──────── Data shown

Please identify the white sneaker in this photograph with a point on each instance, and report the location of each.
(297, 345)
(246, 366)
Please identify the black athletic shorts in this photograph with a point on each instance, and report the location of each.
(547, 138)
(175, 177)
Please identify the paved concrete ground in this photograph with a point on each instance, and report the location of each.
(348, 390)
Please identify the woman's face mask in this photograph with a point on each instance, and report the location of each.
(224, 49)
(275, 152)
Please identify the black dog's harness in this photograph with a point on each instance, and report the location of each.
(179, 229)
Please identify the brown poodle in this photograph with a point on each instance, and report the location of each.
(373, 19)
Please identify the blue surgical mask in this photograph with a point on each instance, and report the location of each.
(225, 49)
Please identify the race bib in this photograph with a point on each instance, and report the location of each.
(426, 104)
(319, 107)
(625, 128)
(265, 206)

────────────────
──────── Data shown

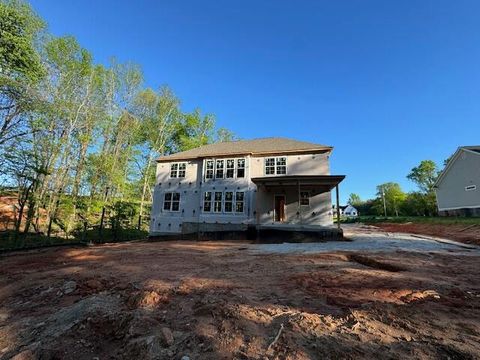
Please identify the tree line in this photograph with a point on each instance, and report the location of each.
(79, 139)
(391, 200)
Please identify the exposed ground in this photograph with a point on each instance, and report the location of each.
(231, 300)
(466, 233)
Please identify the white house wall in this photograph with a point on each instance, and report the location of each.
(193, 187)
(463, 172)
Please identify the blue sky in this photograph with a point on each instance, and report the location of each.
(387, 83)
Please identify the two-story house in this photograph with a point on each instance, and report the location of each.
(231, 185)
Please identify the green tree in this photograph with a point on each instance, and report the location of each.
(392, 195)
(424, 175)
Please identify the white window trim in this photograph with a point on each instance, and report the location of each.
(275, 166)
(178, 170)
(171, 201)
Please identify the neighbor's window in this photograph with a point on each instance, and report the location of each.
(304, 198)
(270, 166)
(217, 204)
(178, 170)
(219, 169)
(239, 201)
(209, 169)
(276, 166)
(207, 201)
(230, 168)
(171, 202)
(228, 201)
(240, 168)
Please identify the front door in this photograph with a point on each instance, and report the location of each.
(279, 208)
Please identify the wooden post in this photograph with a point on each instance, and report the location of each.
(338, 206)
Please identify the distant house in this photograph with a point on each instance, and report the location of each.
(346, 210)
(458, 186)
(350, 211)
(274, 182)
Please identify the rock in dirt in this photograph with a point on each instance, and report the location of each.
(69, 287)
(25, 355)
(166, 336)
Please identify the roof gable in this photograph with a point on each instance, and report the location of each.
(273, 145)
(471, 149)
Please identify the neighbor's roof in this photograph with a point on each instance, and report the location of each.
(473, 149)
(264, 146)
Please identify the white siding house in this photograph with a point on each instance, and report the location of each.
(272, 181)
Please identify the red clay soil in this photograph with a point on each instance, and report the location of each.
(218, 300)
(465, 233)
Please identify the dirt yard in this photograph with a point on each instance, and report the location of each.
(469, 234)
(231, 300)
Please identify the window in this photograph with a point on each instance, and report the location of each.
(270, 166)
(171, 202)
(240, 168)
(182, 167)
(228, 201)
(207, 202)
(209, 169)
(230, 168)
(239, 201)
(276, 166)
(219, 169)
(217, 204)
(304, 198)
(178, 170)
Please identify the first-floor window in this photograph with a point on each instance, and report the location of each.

────────────────

> **Work task**: Look above for the line with "Please identify the front" and the line with "Please identify the first-floor". Write out those two lines and all the lines between them, exactly, and no others.

> **Solution to this problem**:
Please identify the front door in this photograph with a point on each instance, and report the location of each.
(279, 208)
Please identify the wooden post in this photograph with a point on each instance, and report the location of each.
(338, 206)
Please identify the distant house in this photograph with a point on each instance, and report the location of each.
(346, 210)
(458, 186)
(350, 211)
(274, 182)
Please identify the rock in dirt in this photograph with a point on each instance, and report the location of each.
(69, 287)
(25, 355)
(166, 336)
Please identify the roof gable in this photograph with a point on each instance, and report the location of each.
(273, 145)
(471, 149)
Please identify the neighbor's roof in this photograph with a point on each instance, and report the location of each.
(473, 149)
(264, 146)
Please identify the white siding house in this photograph with a point on each instance, and report the location of each.
(272, 181)
Please identify the red clay soil in this photograph with a point on each instance, and report the location of each.
(218, 300)
(465, 233)
Please identify the dirt yard in this photograph with a point on each instance, and report the location of each.
(469, 234)
(231, 300)
Please identify the window in this photograph with a point on each instance, and report the location of each.
(270, 166)
(171, 202)
(240, 168)
(182, 167)
(228, 201)
(207, 202)
(209, 169)
(230, 168)
(239, 201)
(276, 166)
(219, 169)
(217, 204)
(304, 198)
(178, 170)
Please identify the first-floor window in this photograph with a point on each instance, and report the location of each.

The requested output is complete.